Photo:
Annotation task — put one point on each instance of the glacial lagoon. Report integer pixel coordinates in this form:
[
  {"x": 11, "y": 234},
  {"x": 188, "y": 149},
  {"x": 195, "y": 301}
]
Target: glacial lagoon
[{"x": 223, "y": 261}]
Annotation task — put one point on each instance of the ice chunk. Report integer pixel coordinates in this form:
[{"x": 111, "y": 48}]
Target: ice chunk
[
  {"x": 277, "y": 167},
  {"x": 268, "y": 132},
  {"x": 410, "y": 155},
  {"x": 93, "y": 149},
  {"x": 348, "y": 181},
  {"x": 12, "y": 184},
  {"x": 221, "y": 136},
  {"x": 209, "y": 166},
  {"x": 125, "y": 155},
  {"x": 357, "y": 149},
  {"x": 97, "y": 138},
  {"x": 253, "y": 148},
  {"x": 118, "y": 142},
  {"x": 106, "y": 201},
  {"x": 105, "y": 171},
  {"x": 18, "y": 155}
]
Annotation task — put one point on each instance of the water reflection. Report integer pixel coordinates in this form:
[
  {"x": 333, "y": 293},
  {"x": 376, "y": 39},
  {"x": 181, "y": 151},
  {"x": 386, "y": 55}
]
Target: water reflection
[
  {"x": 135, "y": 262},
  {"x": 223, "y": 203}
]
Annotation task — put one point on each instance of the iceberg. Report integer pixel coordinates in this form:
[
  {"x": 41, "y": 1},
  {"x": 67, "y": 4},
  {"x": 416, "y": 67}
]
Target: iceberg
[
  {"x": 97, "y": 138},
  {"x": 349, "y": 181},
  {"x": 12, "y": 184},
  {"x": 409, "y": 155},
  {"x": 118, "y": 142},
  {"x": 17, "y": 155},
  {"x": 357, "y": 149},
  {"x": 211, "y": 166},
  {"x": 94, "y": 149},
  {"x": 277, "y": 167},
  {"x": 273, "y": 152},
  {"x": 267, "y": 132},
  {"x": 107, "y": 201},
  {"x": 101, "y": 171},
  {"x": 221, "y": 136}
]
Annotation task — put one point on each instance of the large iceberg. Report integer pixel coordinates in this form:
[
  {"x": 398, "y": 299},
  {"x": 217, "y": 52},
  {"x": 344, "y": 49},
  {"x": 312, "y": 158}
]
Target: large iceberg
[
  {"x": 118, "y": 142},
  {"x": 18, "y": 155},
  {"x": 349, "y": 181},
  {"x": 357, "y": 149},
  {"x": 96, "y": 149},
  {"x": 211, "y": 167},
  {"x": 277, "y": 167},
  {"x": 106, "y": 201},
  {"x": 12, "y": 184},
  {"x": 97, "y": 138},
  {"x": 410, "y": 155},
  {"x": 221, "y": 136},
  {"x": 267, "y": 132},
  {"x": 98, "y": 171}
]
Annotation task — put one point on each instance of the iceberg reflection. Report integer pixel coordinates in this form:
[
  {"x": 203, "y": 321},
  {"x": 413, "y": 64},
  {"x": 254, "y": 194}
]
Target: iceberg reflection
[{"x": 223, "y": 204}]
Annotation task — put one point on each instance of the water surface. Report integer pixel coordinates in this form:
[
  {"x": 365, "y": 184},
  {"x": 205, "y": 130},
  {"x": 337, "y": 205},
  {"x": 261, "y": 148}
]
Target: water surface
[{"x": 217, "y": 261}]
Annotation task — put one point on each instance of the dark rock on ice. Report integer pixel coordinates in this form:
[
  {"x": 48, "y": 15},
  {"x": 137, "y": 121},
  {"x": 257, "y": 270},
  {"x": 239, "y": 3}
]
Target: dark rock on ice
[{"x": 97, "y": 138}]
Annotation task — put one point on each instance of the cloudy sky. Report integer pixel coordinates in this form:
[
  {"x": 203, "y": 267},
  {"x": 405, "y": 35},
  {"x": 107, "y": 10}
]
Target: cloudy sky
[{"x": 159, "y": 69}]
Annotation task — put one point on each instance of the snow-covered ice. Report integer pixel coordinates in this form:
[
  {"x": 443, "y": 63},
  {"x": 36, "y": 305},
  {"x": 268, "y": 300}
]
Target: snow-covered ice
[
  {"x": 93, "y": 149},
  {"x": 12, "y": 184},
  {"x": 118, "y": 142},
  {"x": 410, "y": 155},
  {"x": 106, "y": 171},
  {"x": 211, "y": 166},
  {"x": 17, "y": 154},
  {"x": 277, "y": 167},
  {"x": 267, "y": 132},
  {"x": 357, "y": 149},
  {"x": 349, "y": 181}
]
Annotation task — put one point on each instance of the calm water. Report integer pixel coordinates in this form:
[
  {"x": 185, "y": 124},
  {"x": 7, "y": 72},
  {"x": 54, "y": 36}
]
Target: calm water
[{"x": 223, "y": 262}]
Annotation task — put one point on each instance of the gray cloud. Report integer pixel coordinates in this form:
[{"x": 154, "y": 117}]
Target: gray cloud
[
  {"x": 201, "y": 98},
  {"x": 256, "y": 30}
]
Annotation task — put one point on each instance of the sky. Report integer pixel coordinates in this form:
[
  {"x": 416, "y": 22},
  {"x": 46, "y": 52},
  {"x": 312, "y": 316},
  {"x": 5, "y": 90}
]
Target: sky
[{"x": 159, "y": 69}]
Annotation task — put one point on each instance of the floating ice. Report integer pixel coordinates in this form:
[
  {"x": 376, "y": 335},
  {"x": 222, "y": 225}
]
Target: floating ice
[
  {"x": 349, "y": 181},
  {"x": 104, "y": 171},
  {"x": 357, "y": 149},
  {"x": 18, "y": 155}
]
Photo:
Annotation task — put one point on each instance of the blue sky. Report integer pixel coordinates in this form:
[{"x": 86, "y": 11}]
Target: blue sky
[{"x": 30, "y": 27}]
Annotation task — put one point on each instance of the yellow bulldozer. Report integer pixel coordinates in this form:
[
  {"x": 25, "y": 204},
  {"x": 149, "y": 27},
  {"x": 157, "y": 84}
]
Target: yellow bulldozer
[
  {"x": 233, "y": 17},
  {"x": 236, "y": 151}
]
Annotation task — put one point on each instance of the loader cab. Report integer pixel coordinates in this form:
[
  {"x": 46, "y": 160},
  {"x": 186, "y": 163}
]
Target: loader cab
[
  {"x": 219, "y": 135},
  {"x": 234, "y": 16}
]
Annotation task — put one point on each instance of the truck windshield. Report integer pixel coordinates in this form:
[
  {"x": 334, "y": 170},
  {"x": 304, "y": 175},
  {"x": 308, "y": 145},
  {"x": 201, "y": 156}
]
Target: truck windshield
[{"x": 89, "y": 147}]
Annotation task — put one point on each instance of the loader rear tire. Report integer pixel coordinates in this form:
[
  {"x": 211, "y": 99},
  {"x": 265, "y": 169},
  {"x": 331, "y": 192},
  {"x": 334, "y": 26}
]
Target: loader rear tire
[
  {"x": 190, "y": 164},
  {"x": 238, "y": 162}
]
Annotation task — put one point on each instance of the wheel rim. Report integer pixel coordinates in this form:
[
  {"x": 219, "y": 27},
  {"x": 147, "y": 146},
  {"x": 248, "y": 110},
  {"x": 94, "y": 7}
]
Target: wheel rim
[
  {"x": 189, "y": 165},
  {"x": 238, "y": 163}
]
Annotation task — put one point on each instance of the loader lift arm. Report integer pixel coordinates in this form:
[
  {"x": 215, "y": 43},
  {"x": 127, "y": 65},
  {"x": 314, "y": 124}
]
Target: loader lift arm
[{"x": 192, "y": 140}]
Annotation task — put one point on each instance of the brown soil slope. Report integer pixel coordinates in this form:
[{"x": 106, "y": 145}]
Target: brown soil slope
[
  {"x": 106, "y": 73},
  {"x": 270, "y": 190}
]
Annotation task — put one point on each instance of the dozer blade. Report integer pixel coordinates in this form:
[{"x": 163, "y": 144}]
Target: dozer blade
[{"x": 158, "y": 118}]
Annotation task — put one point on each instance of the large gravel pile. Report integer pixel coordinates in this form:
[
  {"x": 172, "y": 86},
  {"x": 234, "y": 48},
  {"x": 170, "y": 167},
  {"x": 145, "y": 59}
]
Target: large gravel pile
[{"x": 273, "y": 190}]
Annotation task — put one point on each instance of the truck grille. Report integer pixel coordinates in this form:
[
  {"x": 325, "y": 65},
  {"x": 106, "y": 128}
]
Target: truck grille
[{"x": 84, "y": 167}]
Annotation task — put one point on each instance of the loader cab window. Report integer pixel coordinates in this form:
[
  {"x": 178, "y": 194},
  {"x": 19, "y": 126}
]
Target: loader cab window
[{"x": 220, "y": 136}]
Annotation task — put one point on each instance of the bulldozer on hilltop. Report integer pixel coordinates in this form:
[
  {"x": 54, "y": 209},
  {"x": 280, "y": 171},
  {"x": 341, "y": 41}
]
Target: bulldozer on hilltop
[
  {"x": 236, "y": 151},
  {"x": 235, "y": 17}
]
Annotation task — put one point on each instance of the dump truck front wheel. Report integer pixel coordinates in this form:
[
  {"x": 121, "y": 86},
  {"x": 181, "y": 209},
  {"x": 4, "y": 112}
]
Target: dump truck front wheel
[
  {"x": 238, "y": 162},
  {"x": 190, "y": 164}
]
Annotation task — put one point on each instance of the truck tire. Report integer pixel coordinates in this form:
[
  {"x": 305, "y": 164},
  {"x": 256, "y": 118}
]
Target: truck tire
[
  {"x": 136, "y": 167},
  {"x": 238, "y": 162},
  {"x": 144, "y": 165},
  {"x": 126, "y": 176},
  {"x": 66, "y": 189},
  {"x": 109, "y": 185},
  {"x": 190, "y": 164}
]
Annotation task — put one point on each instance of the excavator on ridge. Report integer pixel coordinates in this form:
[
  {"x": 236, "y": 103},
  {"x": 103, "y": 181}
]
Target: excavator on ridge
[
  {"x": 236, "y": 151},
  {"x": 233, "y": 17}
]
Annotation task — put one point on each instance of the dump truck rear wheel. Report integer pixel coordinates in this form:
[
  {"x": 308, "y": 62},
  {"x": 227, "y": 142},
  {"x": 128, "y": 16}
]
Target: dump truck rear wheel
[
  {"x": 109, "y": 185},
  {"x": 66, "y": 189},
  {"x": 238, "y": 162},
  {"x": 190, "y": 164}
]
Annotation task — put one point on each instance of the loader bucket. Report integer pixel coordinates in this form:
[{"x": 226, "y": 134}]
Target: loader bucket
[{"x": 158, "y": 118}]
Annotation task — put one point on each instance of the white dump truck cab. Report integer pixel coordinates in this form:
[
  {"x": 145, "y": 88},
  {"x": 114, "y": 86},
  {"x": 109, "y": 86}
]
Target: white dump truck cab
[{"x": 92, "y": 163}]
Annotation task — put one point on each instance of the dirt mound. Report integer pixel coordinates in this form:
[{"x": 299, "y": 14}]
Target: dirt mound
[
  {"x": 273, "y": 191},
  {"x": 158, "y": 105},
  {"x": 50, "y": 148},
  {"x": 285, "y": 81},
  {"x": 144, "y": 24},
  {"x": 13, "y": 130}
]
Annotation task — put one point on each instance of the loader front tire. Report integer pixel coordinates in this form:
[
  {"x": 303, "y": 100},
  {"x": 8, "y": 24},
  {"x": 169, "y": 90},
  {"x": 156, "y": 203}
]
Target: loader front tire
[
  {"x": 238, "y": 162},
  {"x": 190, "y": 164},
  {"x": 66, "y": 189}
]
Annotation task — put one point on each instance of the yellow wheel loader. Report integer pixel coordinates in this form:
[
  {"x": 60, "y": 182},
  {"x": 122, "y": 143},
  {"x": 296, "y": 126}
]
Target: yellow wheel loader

##############################

- [WHAT YOU WILL DO] Return only the lines running from the line with "of the excavator" to the last line of the records, both included, exactly as written.

- [RESPONSE TO THE TASK]
Annotation task — put one point on each instance of the excavator on ridge. Report integer pixel coordinates in this form:
[
  {"x": 236, "y": 103},
  {"x": 103, "y": 181}
]
Target: excavator on ridge
[
  {"x": 236, "y": 151},
  {"x": 233, "y": 17}
]
Annotation task — put one point on each instance of the dump truck rear wheel. Report integer pixel coordinates in this form:
[
  {"x": 308, "y": 62},
  {"x": 227, "y": 142},
  {"x": 128, "y": 16}
]
Target: dump truck rear wheel
[
  {"x": 109, "y": 185},
  {"x": 66, "y": 189},
  {"x": 238, "y": 162},
  {"x": 190, "y": 164}
]
Annotation task — put one point on each instance of the loader bucket. Report integer pixel coordinates in this form:
[{"x": 226, "y": 134}]
Target: loader bucket
[{"x": 158, "y": 118}]
Annotation task — put one point on each instance of the white dump truck cab. Report integer pixel coordinates in this form:
[
  {"x": 145, "y": 88},
  {"x": 114, "y": 86},
  {"x": 109, "y": 86}
]
Target: white dump truck cab
[{"x": 92, "y": 163}]
Annotation task — put one point on each instance of the dirt mound. Report integer pixel coordinates in this form:
[{"x": 299, "y": 14}]
Target: dirt mound
[
  {"x": 273, "y": 191},
  {"x": 158, "y": 105},
  {"x": 50, "y": 148},
  {"x": 285, "y": 81},
  {"x": 144, "y": 24},
  {"x": 13, "y": 130}
]
Annotation task — put one point on each instance of the loader front tire. Report integer pixel coordinates in this form:
[
  {"x": 303, "y": 100},
  {"x": 8, "y": 24},
  {"x": 169, "y": 90},
  {"x": 156, "y": 203}
]
Target: loader front tire
[
  {"x": 238, "y": 162},
  {"x": 190, "y": 164},
  {"x": 66, "y": 189}
]
Annotation task — put one point on each instance of the yellow wheel loader. Report integer pixel coordinates in this form:
[
  {"x": 60, "y": 182},
  {"x": 122, "y": 143},
  {"x": 296, "y": 126}
]
Target: yellow wheel loader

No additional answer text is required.